BRIEF:
A word-for-word copy of the records is needed, with every picture left out.

+-------+

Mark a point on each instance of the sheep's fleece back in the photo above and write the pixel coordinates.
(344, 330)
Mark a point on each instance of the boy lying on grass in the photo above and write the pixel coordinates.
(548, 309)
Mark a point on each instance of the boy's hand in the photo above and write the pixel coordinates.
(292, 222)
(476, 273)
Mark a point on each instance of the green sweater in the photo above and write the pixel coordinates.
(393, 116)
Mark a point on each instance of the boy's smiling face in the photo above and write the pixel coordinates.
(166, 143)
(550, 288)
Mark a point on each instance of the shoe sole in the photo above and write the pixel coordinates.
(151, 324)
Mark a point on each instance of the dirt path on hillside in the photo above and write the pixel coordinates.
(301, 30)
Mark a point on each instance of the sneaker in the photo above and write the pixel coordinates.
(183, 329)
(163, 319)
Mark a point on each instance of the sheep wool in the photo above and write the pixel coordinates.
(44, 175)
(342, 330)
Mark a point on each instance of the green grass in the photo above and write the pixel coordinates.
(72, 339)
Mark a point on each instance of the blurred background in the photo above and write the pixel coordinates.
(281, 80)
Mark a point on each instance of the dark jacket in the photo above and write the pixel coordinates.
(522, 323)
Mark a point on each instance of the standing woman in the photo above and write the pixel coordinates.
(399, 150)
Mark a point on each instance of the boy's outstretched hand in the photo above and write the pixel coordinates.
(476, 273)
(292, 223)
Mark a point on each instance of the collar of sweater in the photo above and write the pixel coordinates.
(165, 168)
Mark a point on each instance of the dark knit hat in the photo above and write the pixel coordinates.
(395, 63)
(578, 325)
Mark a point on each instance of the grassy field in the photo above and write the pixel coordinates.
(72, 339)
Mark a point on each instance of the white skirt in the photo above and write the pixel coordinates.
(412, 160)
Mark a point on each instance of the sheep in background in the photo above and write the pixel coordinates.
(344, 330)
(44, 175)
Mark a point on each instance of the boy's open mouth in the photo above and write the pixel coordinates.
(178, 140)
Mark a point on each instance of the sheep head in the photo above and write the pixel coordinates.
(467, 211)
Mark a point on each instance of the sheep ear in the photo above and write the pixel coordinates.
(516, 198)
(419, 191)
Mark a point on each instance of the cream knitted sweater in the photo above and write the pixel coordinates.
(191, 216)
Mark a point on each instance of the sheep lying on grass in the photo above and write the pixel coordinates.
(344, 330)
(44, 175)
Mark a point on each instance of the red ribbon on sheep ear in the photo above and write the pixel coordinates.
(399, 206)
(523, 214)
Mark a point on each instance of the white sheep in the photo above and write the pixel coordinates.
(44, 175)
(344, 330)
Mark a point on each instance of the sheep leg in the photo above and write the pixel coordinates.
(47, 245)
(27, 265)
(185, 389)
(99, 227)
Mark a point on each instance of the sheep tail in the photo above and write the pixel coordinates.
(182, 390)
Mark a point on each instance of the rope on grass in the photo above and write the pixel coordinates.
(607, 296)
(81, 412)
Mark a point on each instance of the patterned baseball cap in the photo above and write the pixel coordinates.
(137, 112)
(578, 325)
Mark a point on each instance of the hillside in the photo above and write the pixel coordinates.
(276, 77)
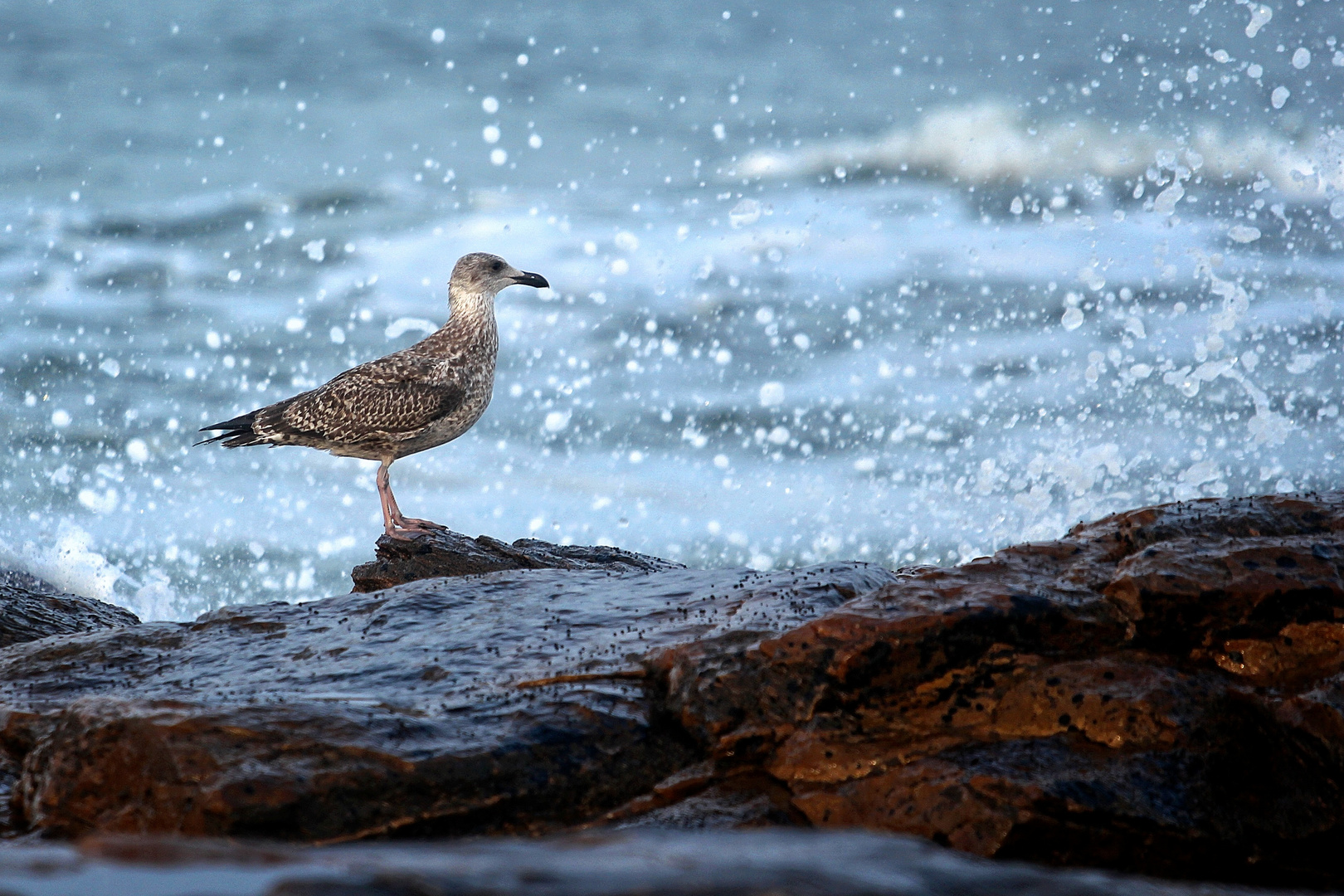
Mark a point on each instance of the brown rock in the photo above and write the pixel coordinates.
(437, 553)
(1160, 691)
(424, 709)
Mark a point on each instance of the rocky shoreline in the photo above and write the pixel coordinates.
(1159, 692)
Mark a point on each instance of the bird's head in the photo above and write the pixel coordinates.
(485, 275)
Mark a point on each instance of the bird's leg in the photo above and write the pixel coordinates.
(394, 523)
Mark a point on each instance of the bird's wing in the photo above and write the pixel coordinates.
(396, 395)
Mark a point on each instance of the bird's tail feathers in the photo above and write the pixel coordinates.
(238, 433)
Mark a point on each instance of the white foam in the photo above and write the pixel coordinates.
(69, 562)
(990, 143)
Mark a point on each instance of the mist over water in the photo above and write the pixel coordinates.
(908, 282)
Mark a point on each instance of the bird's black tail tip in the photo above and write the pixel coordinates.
(238, 431)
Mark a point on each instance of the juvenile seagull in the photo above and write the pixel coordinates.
(410, 401)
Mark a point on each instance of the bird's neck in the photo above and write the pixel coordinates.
(470, 319)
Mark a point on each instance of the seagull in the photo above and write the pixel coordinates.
(410, 401)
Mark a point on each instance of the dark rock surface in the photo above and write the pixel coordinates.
(32, 609)
(784, 863)
(1160, 691)
(407, 709)
(437, 553)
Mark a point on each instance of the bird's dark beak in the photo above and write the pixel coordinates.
(528, 278)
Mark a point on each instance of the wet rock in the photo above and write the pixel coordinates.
(436, 553)
(32, 609)
(1159, 691)
(608, 864)
(507, 702)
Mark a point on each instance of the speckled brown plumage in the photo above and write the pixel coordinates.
(407, 402)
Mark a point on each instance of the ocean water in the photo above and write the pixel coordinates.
(899, 282)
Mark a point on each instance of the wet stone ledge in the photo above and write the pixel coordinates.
(1157, 692)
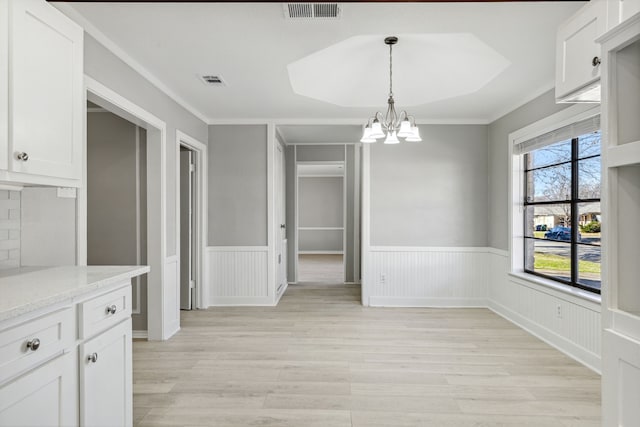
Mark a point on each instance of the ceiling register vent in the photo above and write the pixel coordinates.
(322, 11)
(211, 80)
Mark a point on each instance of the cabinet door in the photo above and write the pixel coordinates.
(46, 396)
(106, 395)
(46, 91)
(576, 49)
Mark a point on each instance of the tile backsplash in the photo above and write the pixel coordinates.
(9, 229)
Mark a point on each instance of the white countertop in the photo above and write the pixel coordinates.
(27, 289)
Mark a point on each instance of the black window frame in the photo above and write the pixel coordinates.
(574, 202)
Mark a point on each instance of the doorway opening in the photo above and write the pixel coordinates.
(162, 305)
(321, 222)
(117, 199)
(190, 213)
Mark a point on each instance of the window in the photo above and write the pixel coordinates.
(562, 214)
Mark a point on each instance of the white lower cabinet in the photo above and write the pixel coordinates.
(46, 396)
(105, 378)
(69, 365)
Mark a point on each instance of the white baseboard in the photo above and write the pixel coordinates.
(590, 360)
(240, 301)
(282, 291)
(143, 335)
(427, 302)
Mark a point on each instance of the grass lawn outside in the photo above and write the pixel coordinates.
(551, 262)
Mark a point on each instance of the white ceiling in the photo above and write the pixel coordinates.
(251, 45)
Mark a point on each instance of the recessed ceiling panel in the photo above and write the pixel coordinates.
(426, 68)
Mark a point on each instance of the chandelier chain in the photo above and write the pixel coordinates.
(390, 70)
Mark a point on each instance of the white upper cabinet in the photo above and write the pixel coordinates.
(45, 95)
(619, 11)
(578, 54)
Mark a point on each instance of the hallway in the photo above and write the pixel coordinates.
(321, 359)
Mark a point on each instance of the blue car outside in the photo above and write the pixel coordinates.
(560, 233)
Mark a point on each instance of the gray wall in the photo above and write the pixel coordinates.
(432, 193)
(314, 153)
(105, 67)
(113, 167)
(292, 225)
(237, 185)
(321, 201)
(499, 131)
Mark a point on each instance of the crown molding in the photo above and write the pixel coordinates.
(524, 100)
(114, 48)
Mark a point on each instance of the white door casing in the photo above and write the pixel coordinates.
(187, 171)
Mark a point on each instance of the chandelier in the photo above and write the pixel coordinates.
(392, 125)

+-------+

YOUR RESPONSE:
Mark a point on each instance of the sheep's fleece back in the photo above and write the pixel coordinates.
(344, 330)
Mark a point on each instance of the boy lying on grass in the photo above and write the pixel coordinates.
(548, 309)
Mark a point on each instance of the boy's hand in the photo above and write the pixel coordinates.
(292, 222)
(476, 273)
Mark a point on each instance of the green sweater in the photo above and write the pixel coordinates.
(393, 116)
Mark a point on each instance of the boy's smiling face in the photo above and write the pixel coordinates.
(166, 143)
(550, 288)
Mark a point on each instance of the shoe sole in the photo above and write the pixel coordinates.
(151, 324)
Mark a point on each instance of the dirt path on hillside in the photo above and write the pixel coordinates.
(301, 30)
Mark a point on each instance of the sneaker in the photo above and write the pixel coordinates.
(183, 329)
(163, 319)
Mark a point on each instance of the sheep wool in the photo above and write the pixel coordinates.
(44, 175)
(342, 330)
Mark a point on each instance of the green grass in the photo above and write the pixel coordinates.
(72, 339)
Mark a point on each instance of the blurred background in the photo above and write the pixel coordinates.
(281, 80)
Mark a point on each instance of the dark jacket in the photo above and write the pixel coordinates.
(522, 323)
Mark a point on each instance of the standing woman in the photo above and write the pixel coordinates.
(399, 150)
Mark a point on each instance of the boy's outstretched hand in the photo above and write the pixel coordinates.
(476, 273)
(292, 223)
Mark a point on each instance of the collar of sweater in the photo above and write the pixel coordinates.
(165, 168)
Mark a point on each instance of the dark knit hat in the photo above and write the pixel coordinates.
(395, 63)
(578, 325)
Mark a point on each instance of the grassy field in the photo above and write the pixel coordinates.
(72, 339)
Mark a point on each instance of the white skirt in the photo above and write the pixel coordinates.
(412, 160)
Mark a point on each instance of the sheep in background in the photo above and write the pixel coordinates.
(344, 330)
(44, 175)
Mark a point on each instance of the boy's open mouth in the photo above and write the pixel coordinates.
(178, 140)
Mark a point on each instance of the sheep head in the photo above and write the pixel coordinates.
(467, 211)
Mark a point on each instance of the sheep ear in the photo above and write the pixel coordinates.
(516, 198)
(419, 191)
Mark a point on each instance of the cream knitted sweater in the photo above and write the pixel coordinates.
(191, 216)
Mark a point on each instance of the sheep lying on grass in the photo above and write the pixel coordinates.
(344, 330)
(44, 175)
Mark a point on each instance of the red ribbon on sheep ear in the photo above and write the pixel coordinates.
(399, 206)
(523, 214)
Mark a point on each instance of the white sheep in the photo above and write the pixel coordinates.
(44, 175)
(344, 330)
Mark a point on each instance of the sheep leg in the photo above and write the pixel coordinates.
(47, 245)
(27, 265)
(185, 389)
(99, 227)
Mark a point on each instance of the sheep tail in the photo above and write the pixel coordinates.
(182, 390)
Mark a point on each instance of the rope on grass in the photo above and write the pixel coordinates.
(607, 296)
(81, 412)
Mark a point on each instance of the patterned baseball cap in the photo above and write the pixel coordinates.
(137, 112)
(578, 325)
Mark a point on each instance of the hillside in the photo above and write the pixel coordinates.
(276, 77)
Mark a point on each instance of the brown rock in the photo above and write the pixel coordinates.
(437, 553)
(1160, 691)
(424, 709)
Mark a point on each instance of the rocky shoreline in the photo above and write the pixel coordinates.
(1159, 692)
Mark a point on each instance of the bird's head in the photo above and write the pixel coordinates.
(485, 275)
Mark a point on each instance of the bird's leg in the photo above and write the pixel coordinates.
(394, 523)
Mark a point on each instance of the bird's wing in the photo above and write the pixel coordinates.
(396, 395)
Mark a point on each instance of the bird's tail feathers in the photo above and write the pixel coordinates.
(238, 433)
Mark a point on each instance of the white foam in the photo above and write the pixel coordinates.
(69, 562)
(990, 143)
Mark a point on each instance of the mist over water in the photo above and write the pixel coordinates.
(908, 282)
Mark a point on each instance of the bird's black tail tip in the photo above and write the pixel coordinates.
(238, 431)
Mark a point on each instance of the juvenile seagull in the photo above and write the pixel coordinates.
(410, 401)
Mark a point on each instance of the bird's neck in the photo above and write the pixel coordinates.
(470, 319)
Mark a point on each instance of the seagull in the photo above and write the pixel coordinates.
(410, 401)
Mark a point on each instance of the dark rock surface in the photo above and write the pixel coordinates.
(32, 609)
(784, 863)
(1160, 691)
(407, 709)
(437, 553)
Mark a point on each instance of the bird's dark beak in the photo above and write the pixel coordinates.
(528, 278)
Mark a point on each instance of the wet rock in the photo above and write the pixel coordinates.
(436, 553)
(32, 609)
(1159, 691)
(608, 864)
(507, 702)
Mark a point on each instance of the speckled brown plumage in the photo above and write the pixel coordinates.
(407, 402)
Mark a point on each instance of the ocean water in the photo above and write the pixel coordinates.
(899, 282)
Mark a point on each instance of the wet stone ledge in the photo above and write the pixel coordinates.
(1157, 692)
Mark a point on each instance of the ceiling register vent in the photo above and write the pixel coordinates.
(322, 11)
(211, 80)
Mark a point on each instance of the cabinet door in the photo above and write the pixel coordinates.
(46, 396)
(106, 395)
(46, 91)
(576, 49)
Mark a point on each instance of the tile backsplash in the photo above and write the pixel coordinates.
(9, 229)
Mark a point on each instance of the white countertop in the photo above and write the pixel coordinates.
(27, 289)
Mark a point on each instance of the black window frame in the photo above and write the pixel coordinates.
(574, 202)
Mark a point on each instance of the doorway opening in the photo above and write the pixel coordinates.
(162, 305)
(321, 222)
(117, 199)
(190, 213)
Mark a point on each instance of the window in the photo above and write the pixel coordinates.
(562, 214)
Mark a point on each instance of the white lower cabinet in the photo above and write the pixel coordinates.
(46, 396)
(105, 378)
(69, 365)
Mark a point on each instance of the white baseboard in the photo above and write the pixel coordinates.
(590, 360)
(240, 301)
(282, 291)
(143, 335)
(427, 302)
Mark a point on each instance of the grass lawn outside in the photo above and write the pixel coordinates.
(551, 262)
Mark a point on each instance of the white ceiling in the photo above and write the pixel coordinates.
(251, 45)
Mark a point on each instance of the recessed ceiling panel in the photo above and write the pixel coordinates.
(426, 68)
Mark a point on each instance of the chandelier chain in the photo above and write the pixel coordinates.
(390, 70)
Mark a point on each instance of the white upper cabinet in the photo above and write the pixel coordinates.
(45, 95)
(619, 11)
(578, 54)
Mark a point on each instance of the hallway in the photo above and write the pixel coordinates.
(321, 359)
Mark a point on each instance of the blue car outside in the photo above and write the pixel coordinates.
(560, 233)
Mark a point on each instance of the gray wall in the photo above and write the pixel coordinates.
(432, 193)
(314, 153)
(105, 67)
(113, 167)
(292, 225)
(237, 185)
(321, 201)
(499, 131)
Mark a point on each instance of the crown molding in the photo above and write the pixel coordinates.
(524, 100)
(114, 48)
Mark a point on each instance of the white door casing in the photo above and write the pixel coordinates.
(187, 171)
Mark a point on each instance of the chandelier in the photo above and write the pixel coordinates.
(392, 125)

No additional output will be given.